(Dataset rows on where objects appear)

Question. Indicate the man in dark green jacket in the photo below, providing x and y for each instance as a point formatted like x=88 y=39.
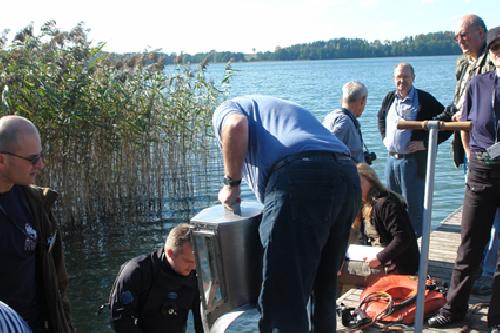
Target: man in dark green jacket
x=33 y=279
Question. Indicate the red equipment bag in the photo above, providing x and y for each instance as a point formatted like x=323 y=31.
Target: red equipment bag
x=392 y=298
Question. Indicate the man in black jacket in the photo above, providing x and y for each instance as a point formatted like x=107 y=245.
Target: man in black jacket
x=154 y=293
x=33 y=277
x=406 y=163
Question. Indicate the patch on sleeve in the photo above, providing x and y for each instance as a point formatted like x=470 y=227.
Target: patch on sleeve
x=126 y=297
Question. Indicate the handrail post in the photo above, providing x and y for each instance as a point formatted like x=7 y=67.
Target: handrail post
x=433 y=127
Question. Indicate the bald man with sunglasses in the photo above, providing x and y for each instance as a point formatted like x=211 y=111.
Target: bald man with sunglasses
x=33 y=279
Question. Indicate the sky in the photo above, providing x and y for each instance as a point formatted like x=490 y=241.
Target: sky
x=192 y=26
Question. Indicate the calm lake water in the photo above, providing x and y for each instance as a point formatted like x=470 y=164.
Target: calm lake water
x=94 y=255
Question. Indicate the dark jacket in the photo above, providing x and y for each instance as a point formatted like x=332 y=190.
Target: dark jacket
x=429 y=108
x=391 y=220
x=52 y=275
x=150 y=297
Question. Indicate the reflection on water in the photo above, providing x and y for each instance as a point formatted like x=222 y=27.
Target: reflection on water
x=94 y=255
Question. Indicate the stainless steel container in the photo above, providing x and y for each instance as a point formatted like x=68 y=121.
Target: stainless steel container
x=228 y=257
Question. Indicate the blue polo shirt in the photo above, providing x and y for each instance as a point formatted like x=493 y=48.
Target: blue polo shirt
x=344 y=125
x=277 y=128
x=403 y=108
x=482 y=108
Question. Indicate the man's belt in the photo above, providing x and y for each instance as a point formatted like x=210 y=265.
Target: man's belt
x=400 y=156
x=483 y=156
x=308 y=156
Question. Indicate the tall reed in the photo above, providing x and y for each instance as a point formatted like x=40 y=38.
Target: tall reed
x=119 y=138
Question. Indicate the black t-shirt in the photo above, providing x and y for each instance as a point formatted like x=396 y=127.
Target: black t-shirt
x=18 y=241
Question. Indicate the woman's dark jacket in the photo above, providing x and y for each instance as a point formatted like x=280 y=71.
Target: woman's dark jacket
x=51 y=272
x=391 y=220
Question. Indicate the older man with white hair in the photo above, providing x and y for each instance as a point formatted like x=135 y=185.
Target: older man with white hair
x=343 y=123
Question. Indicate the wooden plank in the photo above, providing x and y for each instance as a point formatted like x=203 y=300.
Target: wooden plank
x=444 y=242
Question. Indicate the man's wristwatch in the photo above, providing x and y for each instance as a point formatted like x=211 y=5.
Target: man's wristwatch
x=231 y=182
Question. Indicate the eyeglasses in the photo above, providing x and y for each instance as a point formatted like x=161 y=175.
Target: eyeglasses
x=33 y=159
x=463 y=35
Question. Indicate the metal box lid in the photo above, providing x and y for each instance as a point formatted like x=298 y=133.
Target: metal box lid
x=217 y=214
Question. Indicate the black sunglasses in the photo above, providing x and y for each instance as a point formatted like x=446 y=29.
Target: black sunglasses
x=33 y=159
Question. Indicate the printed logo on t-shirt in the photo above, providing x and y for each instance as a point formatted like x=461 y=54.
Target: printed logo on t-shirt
x=31 y=236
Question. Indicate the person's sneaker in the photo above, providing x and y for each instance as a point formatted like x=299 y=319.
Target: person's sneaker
x=482 y=286
x=440 y=321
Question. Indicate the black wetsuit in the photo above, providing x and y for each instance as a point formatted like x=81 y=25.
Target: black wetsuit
x=150 y=297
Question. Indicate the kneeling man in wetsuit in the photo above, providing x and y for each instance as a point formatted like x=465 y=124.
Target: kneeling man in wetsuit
x=154 y=292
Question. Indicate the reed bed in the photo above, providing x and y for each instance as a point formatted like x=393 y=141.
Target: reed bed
x=120 y=138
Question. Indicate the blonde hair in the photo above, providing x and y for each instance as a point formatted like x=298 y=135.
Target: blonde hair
x=177 y=237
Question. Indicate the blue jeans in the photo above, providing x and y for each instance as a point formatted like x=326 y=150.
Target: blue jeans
x=491 y=250
x=309 y=205
x=402 y=177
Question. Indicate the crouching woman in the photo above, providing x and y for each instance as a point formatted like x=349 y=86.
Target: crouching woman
x=385 y=223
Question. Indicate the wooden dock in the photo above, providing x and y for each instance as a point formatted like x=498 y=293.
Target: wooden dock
x=443 y=247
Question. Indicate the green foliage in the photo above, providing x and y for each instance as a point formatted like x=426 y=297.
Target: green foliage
x=111 y=130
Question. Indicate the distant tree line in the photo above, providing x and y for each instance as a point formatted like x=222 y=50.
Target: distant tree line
x=434 y=43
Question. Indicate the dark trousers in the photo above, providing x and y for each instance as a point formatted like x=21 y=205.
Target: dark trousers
x=481 y=200
x=309 y=205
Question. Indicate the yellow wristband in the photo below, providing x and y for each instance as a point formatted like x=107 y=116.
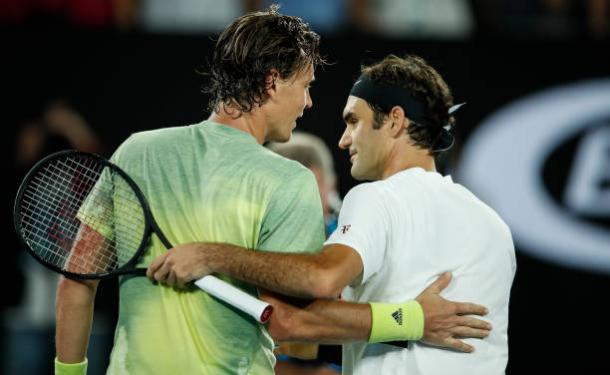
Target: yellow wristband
x=396 y=321
x=70 y=368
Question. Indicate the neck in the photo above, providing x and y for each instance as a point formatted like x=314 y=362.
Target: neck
x=249 y=122
x=401 y=158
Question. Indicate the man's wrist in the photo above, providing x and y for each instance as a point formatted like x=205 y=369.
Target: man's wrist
x=396 y=321
x=79 y=368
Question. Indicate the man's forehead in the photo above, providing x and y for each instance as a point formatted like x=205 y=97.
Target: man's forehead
x=354 y=105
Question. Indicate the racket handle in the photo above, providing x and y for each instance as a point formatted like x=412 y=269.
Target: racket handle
x=259 y=310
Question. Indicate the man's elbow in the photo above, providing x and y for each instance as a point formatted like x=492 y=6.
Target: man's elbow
x=283 y=329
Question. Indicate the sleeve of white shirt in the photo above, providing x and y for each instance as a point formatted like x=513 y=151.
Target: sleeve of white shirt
x=363 y=226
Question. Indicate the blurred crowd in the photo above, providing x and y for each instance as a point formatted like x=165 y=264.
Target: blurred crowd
x=425 y=19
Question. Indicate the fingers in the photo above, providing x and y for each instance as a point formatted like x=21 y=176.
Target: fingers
x=467 y=308
x=155 y=265
x=466 y=332
x=459 y=345
x=474 y=323
x=439 y=284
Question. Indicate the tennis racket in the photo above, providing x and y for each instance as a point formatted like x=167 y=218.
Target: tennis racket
x=82 y=216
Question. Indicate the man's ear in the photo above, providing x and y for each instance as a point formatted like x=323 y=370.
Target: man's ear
x=270 y=79
x=398 y=121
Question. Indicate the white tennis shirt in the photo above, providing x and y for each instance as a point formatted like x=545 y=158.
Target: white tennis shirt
x=408 y=229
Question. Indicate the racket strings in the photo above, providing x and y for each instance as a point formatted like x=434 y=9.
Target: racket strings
x=82 y=216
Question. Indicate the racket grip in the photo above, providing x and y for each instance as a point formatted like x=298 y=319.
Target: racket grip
x=259 y=310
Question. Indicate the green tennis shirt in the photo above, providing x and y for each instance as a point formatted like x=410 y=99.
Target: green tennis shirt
x=208 y=182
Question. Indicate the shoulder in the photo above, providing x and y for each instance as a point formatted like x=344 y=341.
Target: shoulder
x=371 y=191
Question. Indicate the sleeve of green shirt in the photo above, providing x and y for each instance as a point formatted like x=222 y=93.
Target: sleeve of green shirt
x=293 y=221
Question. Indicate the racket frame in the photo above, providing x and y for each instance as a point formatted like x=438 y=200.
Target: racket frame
x=150 y=225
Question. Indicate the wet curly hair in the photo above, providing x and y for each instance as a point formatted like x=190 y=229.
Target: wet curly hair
x=249 y=48
x=425 y=84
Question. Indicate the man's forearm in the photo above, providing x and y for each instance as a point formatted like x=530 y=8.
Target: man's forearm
x=74 y=315
x=297 y=275
x=322 y=321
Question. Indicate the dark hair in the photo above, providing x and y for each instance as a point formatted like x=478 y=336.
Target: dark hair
x=249 y=48
x=425 y=84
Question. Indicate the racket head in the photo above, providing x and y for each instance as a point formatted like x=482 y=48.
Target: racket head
x=80 y=215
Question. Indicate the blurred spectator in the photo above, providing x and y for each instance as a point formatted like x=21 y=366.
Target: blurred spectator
x=28 y=326
x=79 y=13
x=312 y=152
x=324 y=16
x=430 y=19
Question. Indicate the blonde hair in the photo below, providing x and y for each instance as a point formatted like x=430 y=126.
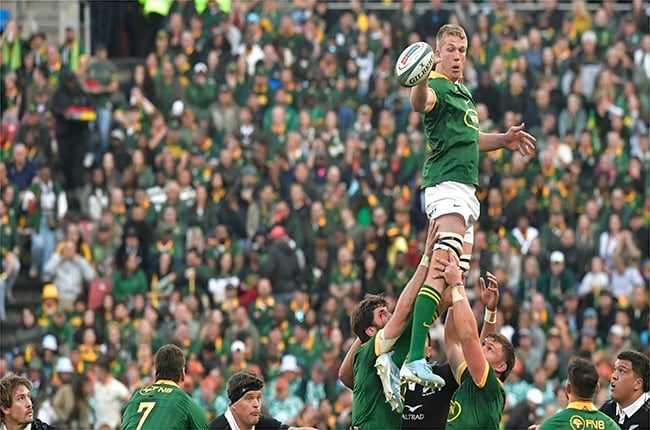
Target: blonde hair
x=450 y=30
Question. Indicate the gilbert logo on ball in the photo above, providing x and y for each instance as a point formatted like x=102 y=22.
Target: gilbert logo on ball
x=414 y=64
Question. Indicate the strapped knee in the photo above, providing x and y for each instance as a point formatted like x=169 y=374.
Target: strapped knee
x=453 y=242
x=464 y=262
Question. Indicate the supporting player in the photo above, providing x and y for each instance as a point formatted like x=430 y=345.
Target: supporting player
x=379 y=332
x=581 y=389
x=425 y=408
x=450 y=172
x=479 y=367
x=164 y=405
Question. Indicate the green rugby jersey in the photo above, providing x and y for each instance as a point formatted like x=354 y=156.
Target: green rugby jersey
x=476 y=406
x=163 y=405
x=580 y=416
x=369 y=408
x=451 y=132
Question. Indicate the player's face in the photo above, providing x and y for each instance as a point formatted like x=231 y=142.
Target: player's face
x=380 y=317
x=625 y=382
x=451 y=54
x=20 y=413
x=247 y=409
x=493 y=352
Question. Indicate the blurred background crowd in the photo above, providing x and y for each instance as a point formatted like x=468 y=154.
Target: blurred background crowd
x=253 y=170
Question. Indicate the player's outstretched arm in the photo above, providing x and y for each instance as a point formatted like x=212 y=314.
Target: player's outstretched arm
x=404 y=306
x=515 y=139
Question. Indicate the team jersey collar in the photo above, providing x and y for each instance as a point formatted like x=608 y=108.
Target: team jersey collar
x=581 y=406
x=166 y=382
x=633 y=408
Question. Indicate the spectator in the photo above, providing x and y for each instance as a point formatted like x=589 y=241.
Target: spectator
x=110 y=395
x=16 y=404
x=68 y=271
x=70 y=105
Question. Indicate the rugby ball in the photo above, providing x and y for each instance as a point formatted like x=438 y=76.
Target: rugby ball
x=414 y=64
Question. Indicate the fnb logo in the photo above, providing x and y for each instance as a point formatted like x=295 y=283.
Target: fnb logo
x=579 y=423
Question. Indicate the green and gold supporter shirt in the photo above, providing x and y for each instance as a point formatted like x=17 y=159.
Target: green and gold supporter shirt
x=451 y=132
x=476 y=406
x=163 y=405
x=580 y=416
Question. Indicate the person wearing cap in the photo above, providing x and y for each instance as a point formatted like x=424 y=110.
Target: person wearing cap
x=581 y=388
x=450 y=171
x=16 y=409
x=244 y=413
x=71 y=50
x=168 y=87
x=32 y=129
x=629 y=405
x=555 y=281
x=164 y=404
x=202 y=89
x=72 y=133
x=102 y=82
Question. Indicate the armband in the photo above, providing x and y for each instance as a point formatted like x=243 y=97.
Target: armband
x=490 y=316
x=424 y=261
x=455 y=295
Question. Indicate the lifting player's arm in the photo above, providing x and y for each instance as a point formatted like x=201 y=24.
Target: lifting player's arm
x=404 y=306
x=346 y=371
x=490 y=298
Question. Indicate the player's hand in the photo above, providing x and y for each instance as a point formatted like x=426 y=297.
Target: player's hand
x=489 y=291
x=516 y=139
x=432 y=237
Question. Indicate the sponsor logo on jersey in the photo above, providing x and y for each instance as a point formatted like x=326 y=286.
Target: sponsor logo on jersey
x=454 y=410
x=579 y=423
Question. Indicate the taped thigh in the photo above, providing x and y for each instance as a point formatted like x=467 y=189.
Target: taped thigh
x=450 y=241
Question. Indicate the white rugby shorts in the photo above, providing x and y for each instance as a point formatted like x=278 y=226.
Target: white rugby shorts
x=453 y=198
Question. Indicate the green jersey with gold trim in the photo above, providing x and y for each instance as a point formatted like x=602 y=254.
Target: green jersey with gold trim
x=163 y=405
x=580 y=416
x=369 y=408
x=476 y=406
x=451 y=132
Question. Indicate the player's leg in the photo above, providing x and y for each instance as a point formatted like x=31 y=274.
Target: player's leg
x=455 y=218
x=450 y=242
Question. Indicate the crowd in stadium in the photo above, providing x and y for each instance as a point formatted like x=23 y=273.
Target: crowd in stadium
x=256 y=173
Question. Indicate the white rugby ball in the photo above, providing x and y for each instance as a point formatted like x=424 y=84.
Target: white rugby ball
x=414 y=64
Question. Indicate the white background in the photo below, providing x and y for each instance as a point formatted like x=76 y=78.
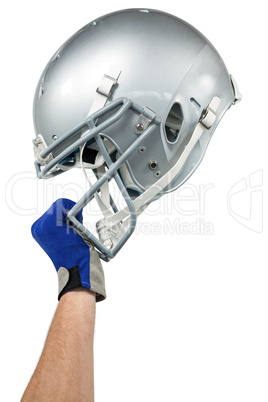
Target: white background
x=186 y=314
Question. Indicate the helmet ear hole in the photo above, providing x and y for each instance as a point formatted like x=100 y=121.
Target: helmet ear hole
x=173 y=123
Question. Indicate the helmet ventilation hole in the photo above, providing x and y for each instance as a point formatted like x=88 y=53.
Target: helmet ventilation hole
x=174 y=123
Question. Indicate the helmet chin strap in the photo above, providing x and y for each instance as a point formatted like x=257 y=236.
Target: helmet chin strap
x=140 y=203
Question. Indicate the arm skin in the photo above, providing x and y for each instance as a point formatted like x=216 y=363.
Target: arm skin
x=65 y=369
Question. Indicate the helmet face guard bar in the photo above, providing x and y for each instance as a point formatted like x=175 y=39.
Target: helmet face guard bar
x=49 y=170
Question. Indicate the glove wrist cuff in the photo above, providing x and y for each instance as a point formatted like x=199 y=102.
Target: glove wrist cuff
x=69 y=279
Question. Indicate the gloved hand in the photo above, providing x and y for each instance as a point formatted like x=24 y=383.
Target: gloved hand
x=77 y=264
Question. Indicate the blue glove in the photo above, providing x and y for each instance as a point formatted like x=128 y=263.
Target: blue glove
x=77 y=264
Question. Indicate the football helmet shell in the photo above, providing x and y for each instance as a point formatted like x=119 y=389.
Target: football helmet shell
x=135 y=96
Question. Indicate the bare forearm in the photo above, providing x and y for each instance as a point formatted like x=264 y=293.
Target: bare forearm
x=65 y=368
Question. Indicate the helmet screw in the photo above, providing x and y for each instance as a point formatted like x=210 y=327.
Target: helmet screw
x=139 y=127
x=142 y=150
x=153 y=165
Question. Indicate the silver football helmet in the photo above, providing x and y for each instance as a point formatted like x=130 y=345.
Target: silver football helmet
x=135 y=96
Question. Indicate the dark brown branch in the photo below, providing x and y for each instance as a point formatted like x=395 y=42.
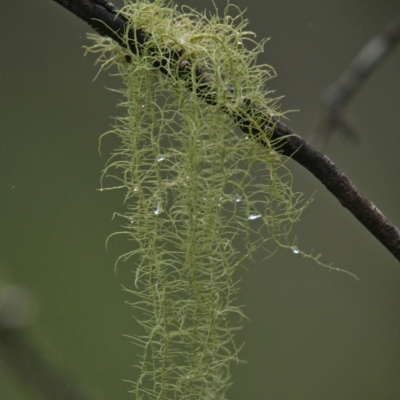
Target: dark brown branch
x=101 y=16
x=338 y=94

WHAT IS REQUIRED -> Print exactly the span of lines that begins with the line containing "Question. Indicate the arm skin" and ends with the last line of the listing, with no pictures.

TASK RESULT ->
Question. Indicate the arm skin in the photo above, providing x and y for each instance as a point formatted like x=216 y=363.
Target: arm skin
x=65 y=369
Question. Indicate the helmet face guard bar in the photo above, providing x and y for each instance as a point formatted like x=175 y=39.
Target: helmet face guard bar
x=49 y=170
Question. Indicate the glove wrist cuff in the photo above, providing x and y for each instance as a point formatted like x=199 y=102.
Target: glove wrist cuff
x=69 y=279
Question. Indicate the gloved hand in the photo above, providing x and y for each instance as a point formatted like x=24 y=383.
Target: gloved hand
x=77 y=264
Question. Indicate the blue glove in the photo above, providing x and y for each instance as a point formatted like x=128 y=263.
Target: blue glove
x=77 y=264
Question. Indicate the football helmet shell in the photo above, providing x and y for each instance as a point formatted like x=119 y=389.
Target: football helmet shell
x=135 y=96
Question. Indicate the bare forearm in the photo above, providing x and y for each instance as a point formatted like x=264 y=293.
Target: bare forearm
x=65 y=368
Question. Indicate the helmet screw in the photo above, providing x and y for each instance as a point formatted like x=210 y=327.
Target: helmet screw
x=139 y=127
x=142 y=150
x=153 y=165
Question. Indicate the silver football helmet in the photo above, providing x and y for each instance as a point formatted like x=130 y=345.
Target: silver football helmet
x=135 y=96
Question. Indicate the dark brown branch in the photo below, providing x and y for each instance as a point formatted like x=395 y=42.
Target: dark brown branch
x=101 y=16
x=338 y=94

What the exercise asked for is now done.